>> BEGIN Available data

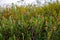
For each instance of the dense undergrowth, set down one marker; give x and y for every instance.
(30, 22)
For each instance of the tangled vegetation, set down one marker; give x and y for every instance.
(30, 22)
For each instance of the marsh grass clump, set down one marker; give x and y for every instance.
(30, 22)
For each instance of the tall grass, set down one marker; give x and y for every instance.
(30, 22)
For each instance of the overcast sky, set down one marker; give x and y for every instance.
(7, 2)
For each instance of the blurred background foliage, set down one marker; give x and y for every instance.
(30, 22)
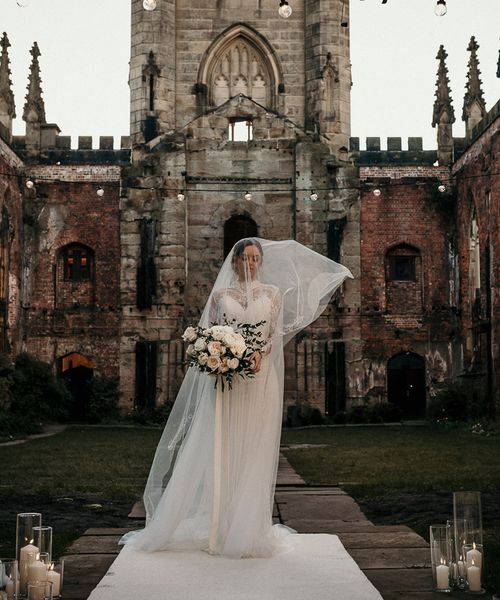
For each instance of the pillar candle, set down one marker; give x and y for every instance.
(55, 578)
(9, 589)
(27, 554)
(37, 571)
(474, 578)
(442, 577)
(474, 555)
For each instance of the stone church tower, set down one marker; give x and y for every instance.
(240, 125)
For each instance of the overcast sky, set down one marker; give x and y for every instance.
(85, 47)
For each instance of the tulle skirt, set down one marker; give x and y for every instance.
(226, 510)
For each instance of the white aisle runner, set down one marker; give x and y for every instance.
(317, 567)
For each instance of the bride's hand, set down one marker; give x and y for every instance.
(256, 358)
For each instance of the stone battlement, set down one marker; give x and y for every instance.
(63, 142)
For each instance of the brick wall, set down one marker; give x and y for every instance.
(65, 316)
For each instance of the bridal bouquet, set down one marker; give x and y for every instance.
(224, 350)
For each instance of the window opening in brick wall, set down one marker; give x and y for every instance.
(77, 263)
(240, 130)
(236, 228)
(402, 268)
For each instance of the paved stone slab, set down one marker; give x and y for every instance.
(379, 539)
(329, 526)
(96, 544)
(391, 558)
(138, 511)
(77, 592)
(86, 569)
(296, 506)
(107, 531)
(400, 580)
(286, 475)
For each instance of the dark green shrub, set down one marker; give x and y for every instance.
(301, 415)
(451, 404)
(35, 392)
(103, 399)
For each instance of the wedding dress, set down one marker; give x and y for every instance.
(211, 485)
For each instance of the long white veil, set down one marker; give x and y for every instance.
(305, 282)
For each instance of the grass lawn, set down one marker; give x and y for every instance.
(84, 477)
(407, 475)
(90, 477)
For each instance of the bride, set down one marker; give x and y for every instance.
(211, 485)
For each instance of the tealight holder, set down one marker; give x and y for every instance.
(42, 537)
(467, 505)
(24, 530)
(474, 568)
(39, 590)
(26, 551)
(9, 579)
(458, 570)
(55, 574)
(440, 544)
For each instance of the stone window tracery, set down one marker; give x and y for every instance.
(240, 61)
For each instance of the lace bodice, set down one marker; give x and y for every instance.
(248, 304)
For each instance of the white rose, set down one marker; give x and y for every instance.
(238, 349)
(190, 334)
(215, 348)
(233, 363)
(217, 332)
(229, 339)
(200, 344)
(213, 363)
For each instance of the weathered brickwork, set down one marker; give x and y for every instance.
(64, 315)
(407, 312)
(477, 185)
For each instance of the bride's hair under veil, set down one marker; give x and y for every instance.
(283, 285)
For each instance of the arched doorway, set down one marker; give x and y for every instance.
(77, 371)
(236, 228)
(406, 384)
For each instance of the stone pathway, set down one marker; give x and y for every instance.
(394, 558)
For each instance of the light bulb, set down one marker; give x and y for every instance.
(440, 9)
(285, 10)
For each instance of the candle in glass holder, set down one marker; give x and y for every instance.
(474, 555)
(27, 555)
(442, 576)
(37, 571)
(474, 578)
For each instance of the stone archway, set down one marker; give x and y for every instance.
(406, 384)
(77, 370)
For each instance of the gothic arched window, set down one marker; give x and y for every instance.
(236, 228)
(240, 61)
(403, 279)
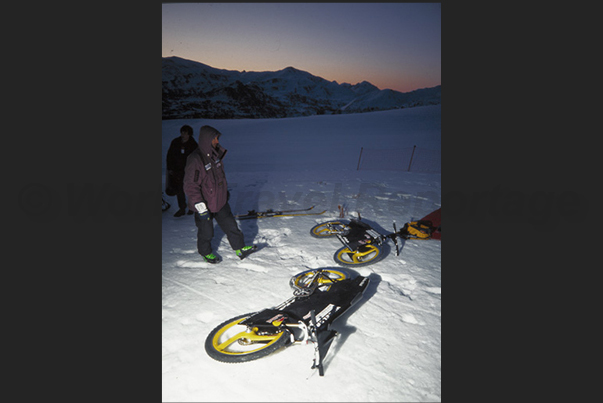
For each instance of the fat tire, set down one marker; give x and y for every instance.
(345, 263)
(339, 276)
(282, 341)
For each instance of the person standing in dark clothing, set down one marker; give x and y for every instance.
(207, 192)
(180, 148)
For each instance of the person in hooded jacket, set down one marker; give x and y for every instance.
(207, 193)
(180, 148)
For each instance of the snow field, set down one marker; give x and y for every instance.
(389, 344)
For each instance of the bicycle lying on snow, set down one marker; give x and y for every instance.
(319, 297)
(362, 244)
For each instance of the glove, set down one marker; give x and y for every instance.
(202, 210)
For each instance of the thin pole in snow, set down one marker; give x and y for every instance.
(413, 153)
(358, 167)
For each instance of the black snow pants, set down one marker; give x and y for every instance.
(228, 224)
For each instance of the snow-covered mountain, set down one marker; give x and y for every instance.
(195, 90)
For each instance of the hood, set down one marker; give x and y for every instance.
(206, 135)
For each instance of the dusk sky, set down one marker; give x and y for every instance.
(390, 45)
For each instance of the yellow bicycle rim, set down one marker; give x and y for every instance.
(251, 338)
(358, 257)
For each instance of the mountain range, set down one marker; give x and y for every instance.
(194, 90)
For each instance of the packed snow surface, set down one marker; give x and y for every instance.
(389, 344)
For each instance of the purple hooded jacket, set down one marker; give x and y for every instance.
(204, 177)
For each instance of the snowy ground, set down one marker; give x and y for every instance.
(389, 346)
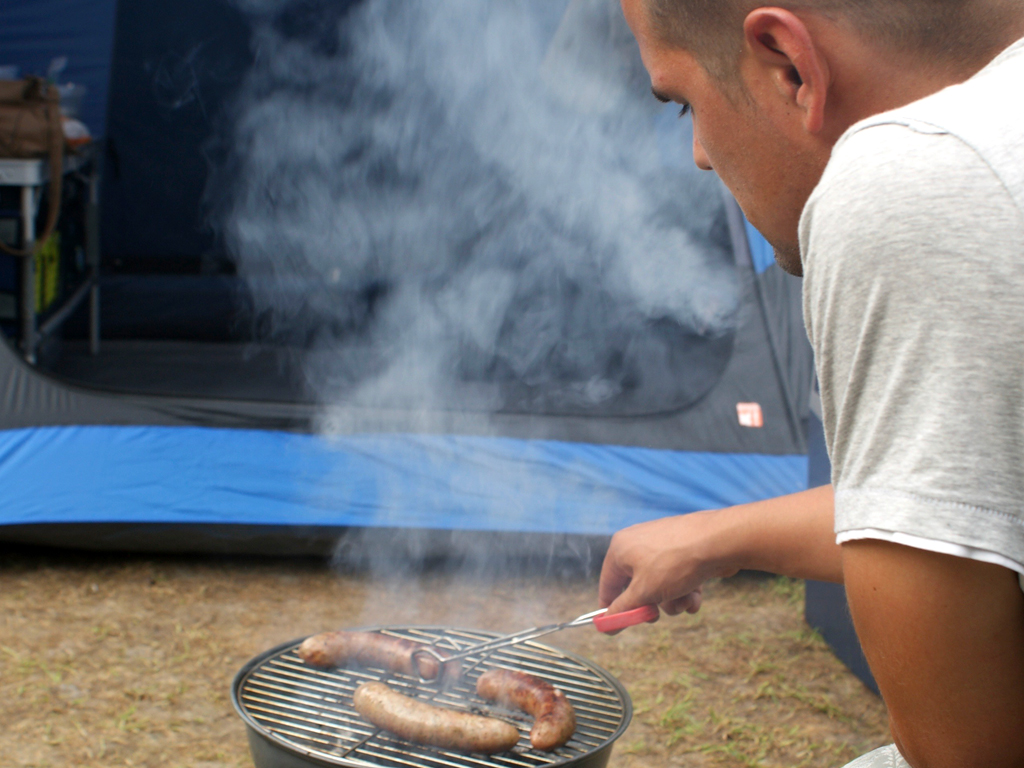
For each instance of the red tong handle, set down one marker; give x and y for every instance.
(617, 622)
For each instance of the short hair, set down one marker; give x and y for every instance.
(946, 31)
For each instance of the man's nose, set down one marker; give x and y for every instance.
(699, 156)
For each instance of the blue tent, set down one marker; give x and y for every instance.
(219, 406)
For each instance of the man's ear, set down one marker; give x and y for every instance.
(781, 44)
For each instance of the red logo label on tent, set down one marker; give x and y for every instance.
(750, 415)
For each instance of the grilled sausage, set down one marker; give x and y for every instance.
(554, 718)
(373, 649)
(418, 721)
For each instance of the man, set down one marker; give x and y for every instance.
(879, 145)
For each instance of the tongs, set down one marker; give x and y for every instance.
(601, 622)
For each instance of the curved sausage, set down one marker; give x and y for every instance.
(373, 649)
(554, 718)
(418, 721)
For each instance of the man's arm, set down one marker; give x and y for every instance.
(665, 561)
(944, 637)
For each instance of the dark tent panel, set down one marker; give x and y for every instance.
(237, 400)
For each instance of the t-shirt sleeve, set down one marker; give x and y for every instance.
(913, 298)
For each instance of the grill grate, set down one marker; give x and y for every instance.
(309, 711)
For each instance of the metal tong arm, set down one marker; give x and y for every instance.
(512, 639)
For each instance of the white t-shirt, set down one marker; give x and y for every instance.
(912, 247)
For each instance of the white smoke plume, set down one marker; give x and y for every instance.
(465, 203)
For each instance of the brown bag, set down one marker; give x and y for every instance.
(31, 127)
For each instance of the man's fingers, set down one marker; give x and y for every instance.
(614, 582)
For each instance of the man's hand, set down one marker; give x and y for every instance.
(944, 637)
(665, 562)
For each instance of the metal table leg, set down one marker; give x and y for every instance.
(29, 274)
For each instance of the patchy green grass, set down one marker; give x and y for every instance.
(121, 660)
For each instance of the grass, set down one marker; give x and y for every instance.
(118, 660)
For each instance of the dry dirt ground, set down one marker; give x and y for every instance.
(126, 660)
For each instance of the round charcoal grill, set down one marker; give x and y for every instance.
(299, 716)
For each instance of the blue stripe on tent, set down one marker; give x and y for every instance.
(202, 475)
(762, 253)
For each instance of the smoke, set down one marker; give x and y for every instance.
(466, 204)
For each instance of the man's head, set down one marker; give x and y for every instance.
(772, 88)
(941, 32)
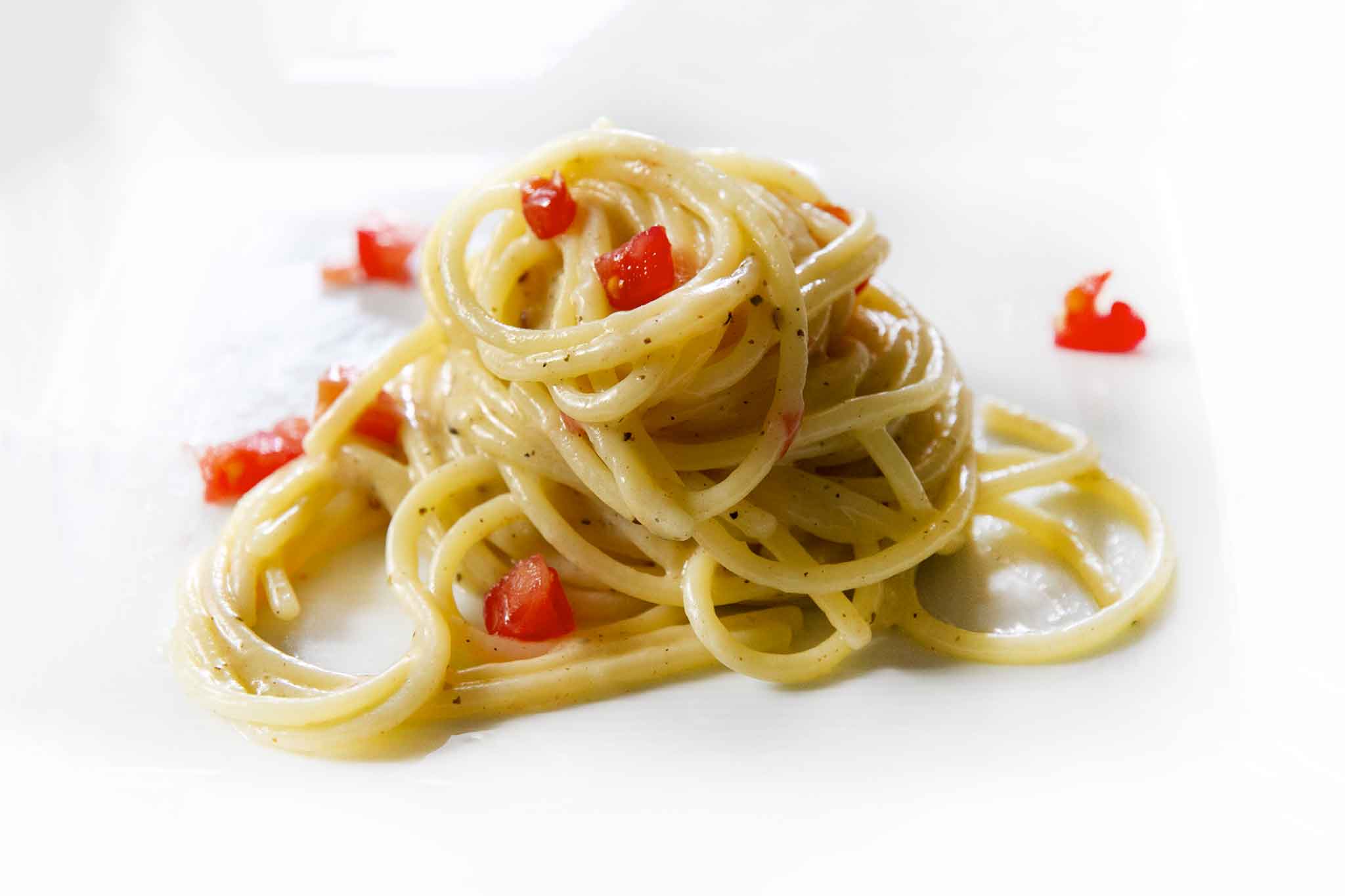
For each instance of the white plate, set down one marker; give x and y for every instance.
(179, 228)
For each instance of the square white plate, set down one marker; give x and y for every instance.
(177, 226)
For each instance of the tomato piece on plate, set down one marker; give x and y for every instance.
(385, 249)
(231, 471)
(529, 603)
(548, 206)
(381, 421)
(341, 276)
(639, 270)
(1084, 330)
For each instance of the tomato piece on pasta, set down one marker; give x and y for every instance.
(844, 215)
(837, 211)
(572, 425)
(548, 206)
(639, 270)
(529, 603)
(1084, 330)
(231, 471)
(381, 421)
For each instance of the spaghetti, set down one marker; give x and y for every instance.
(775, 438)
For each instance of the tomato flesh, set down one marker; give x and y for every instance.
(231, 471)
(529, 603)
(837, 211)
(1084, 330)
(548, 206)
(639, 270)
(572, 425)
(381, 421)
(384, 250)
(844, 215)
(343, 274)
(793, 421)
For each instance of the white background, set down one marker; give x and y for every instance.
(173, 171)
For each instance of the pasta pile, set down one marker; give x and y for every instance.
(761, 445)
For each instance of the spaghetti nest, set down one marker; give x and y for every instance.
(775, 438)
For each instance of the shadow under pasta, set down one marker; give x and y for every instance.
(1003, 581)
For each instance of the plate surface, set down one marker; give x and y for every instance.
(191, 169)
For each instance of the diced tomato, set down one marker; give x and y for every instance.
(548, 206)
(1083, 328)
(384, 250)
(381, 421)
(529, 603)
(572, 425)
(342, 274)
(793, 421)
(639, 270)
(232, 469)
(837, 211)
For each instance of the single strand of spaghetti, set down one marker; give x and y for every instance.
(611, 572)
(643, 660)
(1063, 542)
(698, 187)
(831, 257)
(575, 449)
(500, 280)
(1060, 644)
(822, 507)
(580, 647)
(834, 605)
(745, 516)
(896, 468)
(766, 171)
(1012, 456)
(721, 375)
(623, 199)
(654, 494)
(280, 594)
(560, 534)
(622, 339)
(850, 574)
(734, 652)
(1074, 452)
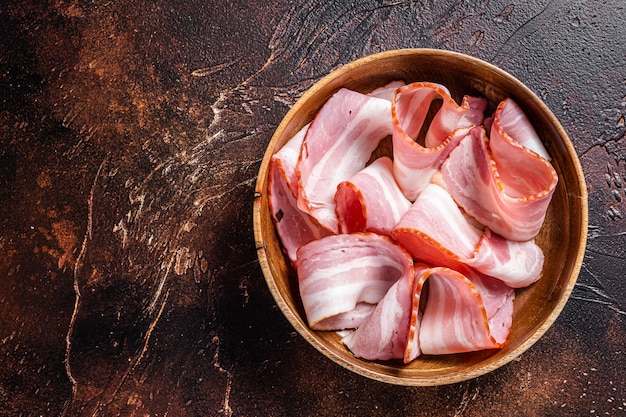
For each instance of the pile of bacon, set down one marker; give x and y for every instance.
(460, 207)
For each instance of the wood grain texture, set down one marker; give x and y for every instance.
(563, 236)
(131, 135)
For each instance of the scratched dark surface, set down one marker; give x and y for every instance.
(130, 137)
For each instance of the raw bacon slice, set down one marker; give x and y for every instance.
(414, 164)
(509, 195)
(371, 200)
(413, 350)
(518, 264)
(435, 230)
(294, 227)
(455, 319)
(338, 272)
(384, 334)
(337, 145)
(348, 320)
(387, 91)
(510, 122)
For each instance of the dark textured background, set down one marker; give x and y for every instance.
(130, 137)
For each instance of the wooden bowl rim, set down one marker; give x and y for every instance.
(292, 317)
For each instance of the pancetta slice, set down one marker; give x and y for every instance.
(509, 194)
(294, 227)
(371, 200)
(387, 90)
(511, 123)
(435, 230)
(338, 144)
(384, 334)
(415, 163)
(518, 264)
(455, 319)
(338, 272)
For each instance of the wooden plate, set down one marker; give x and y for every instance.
(562, 238)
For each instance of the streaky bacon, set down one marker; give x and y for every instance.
(518, 264)
(387, 90)
(435, 230)
(495, 297)
(455, 319)
(338, 272)
(384, 334)
(337, 145)
(510, 122)
(294, 227)
(371, 200)
(510, 194)
(414, 164)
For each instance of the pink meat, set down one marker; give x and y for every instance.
(384, 334)
(509, 195)
(455, 319)
(370, 200)
(510, 120)
(434, 229)
(387, 91)
(414, 162)
(337, 145)
(338, 272)
(294, 227)
(518, 264)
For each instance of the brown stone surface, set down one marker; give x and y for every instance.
(130, 137)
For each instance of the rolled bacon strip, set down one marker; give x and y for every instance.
(414, 163)
(371, 200)
(338, 272)
(499, 182)
(455, 319)
(384, 334)
(337, 145)
(465, 311)
(294, 227)
(436, 231)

>> END Available data

### What to work on
Each line from the one containing "For each instance of the pink" to the end of the listing above should be copied exactly, and nothing else.

### Output
For each instance of the pink meat, set down one marker; give x and y for every instance.
(384, 334)
(509, 195)
(455, 319)
(370, 200)
(510, 120)
(434, 229)
(387, 91)
(414, 162)
(337, 145)
(338, 272)
(294, 227)
(518, 264)
For each instance of the brown stone surface, set down one marker; give x and y for every instance.
(130, 137)
For each instance of the rolled bacon strip, set down one marker; give x and y for every instance.
(414, 163)
(371, 200)
(338, 272)
(499, 182)
(455, 319)
(384, 334)
(337, 145)
(465, 311)
(294, 227)
(436, 231)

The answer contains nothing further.